> Short problem 1
In the case text below, how much money was the plaintiff trying to recover, and for what had it been paid?

Quong Wing v. Kirkendall
Annotate this Case
223 U.S. 59 (1912)
U.S. Supreme Court
Quong Wing v. Kirkendall, 223 U.S. 59 (1912)
Quong Wing v. Kirkendall
Argued December 18, 1911
Decided January 22, 1912
223 U.S. 59
ERROR TO THE SUPREME COURT
OF THE STATE OF MONTANA
A state does not deny equal protection of the laws by adjusting its revenue laws to favor certain industries.
A state, like the United States, although with more restrictions and to a less degree, may carry out a policy even if the courts may disagree as to the wisdom thereof. In carrying out its policy, a state may make discriminations so long as they are not unreasonable or purely arbitrary.
On the record as presented in this case, and without prejudice to determining the question, if raised in a different way, the statute of
Montana imposing a license fee on hand laundries doe not appear to be an unconstitutional denial of equal protection of the law because it does not apply to steam laundries and because it exempts from its operation laundries not employing more than two women.
The Fourteenth Amendment doe not interfere with state legislation by creating a fictitious equality where there is a real difference.
Quaere whether this statute is aimed directly at the Chinese, in which case it might be a discrimination denying equal protection.
When counsel do not bring the facts before it, the court is not bound to make inquiries.
Courts sometimes enforce laws which would be declared invalid if attacked in a different manner.
39 Mont. 6 affirmed.
The facts, which involve the constitutionality of a laundry license act of Montana, are stated in the opinion.
MR. JUSTICE HOLMES delivered the opinion of the Court.
This is an action to recover $10 paid under duress and protest for a license to do hand laundry work. The plaintiff got judgment in the court of first instance, but this judgment was reversed by the supreme court of the state. 39 Mont. 64. The law under which the fee was exacted imposed the payment upon all persons engaged in laundry business other than the steam laundry business, with a proviso that it should not apply to women so engaged where not more than two women were employed. Rev.Codes, § 2776. The only question is whether this is an unconstitutional discrimination depriving the plaintiff of the equal protection of the laws. U.S.Const., Am. XIV.

> Material for this task

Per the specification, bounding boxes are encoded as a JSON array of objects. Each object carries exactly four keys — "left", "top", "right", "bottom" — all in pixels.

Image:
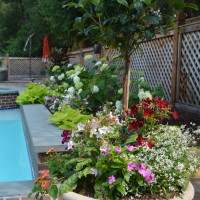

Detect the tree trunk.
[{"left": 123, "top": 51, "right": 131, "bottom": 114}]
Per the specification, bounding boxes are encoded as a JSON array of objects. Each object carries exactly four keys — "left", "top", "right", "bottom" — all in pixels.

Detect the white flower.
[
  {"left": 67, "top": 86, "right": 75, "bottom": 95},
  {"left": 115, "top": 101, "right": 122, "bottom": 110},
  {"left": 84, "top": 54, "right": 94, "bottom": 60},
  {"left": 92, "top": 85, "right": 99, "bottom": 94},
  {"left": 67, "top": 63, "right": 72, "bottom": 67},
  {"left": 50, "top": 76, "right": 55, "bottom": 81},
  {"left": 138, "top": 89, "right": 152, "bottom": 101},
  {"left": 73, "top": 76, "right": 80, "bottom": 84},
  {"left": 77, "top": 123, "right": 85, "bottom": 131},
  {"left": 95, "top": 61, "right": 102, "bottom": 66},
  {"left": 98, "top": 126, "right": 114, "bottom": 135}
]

> Short problem 2
Extract every line of the listing above word for word, omitting the pictures.

> Problem solution 1
$10, paid under duress and protest for a license to do hand laundry work.

> Problem solution 2
Per the specification, bounding boxes are encoded as a JSON array of objects. Each object carries exactly four keys — "left", "top", "right", "bottom" — all in pixels.

Image:

Detect the tree trunk.
[{"left": 123, "top": 51, "right": 131, "bottom": 114}]
Per the specification, bounding boxes are encoded as a JSON array of objects. Each object carries exactly four keys — "left", "top", "right", "bottom" — all in pixels.

Detect the white flower.
[
  {"left": 67, "top": 86, "right": 75, "bottom": 95},
  {"left": 115, "top": 101, "right": 122, "bottom": 110},
  {"left": 84, "top": 54, "right": 94, "bottom": 60},
  {"left": 92, "top": 85, "right": 99, "bottom": 94},
  {"left": 67, "top": 63, "right": 72, "bottom": 67},
  {"left": 50, "top": 76, "right": 55, "bottom": 81},
  {"left": 138, "top": 89, "right": 152, "bottom": 101},
  {"left": 73, "top": 76, "right": 80, "bottom": 84},
  {"left": 77, "top": 123, "right": 85, "bottom": 131},
  {"left": 95, "top": 61, "right": 102, "bottom": 66},
  {"left": 98, "top": 126, "right": 114, "bottom": 135}
]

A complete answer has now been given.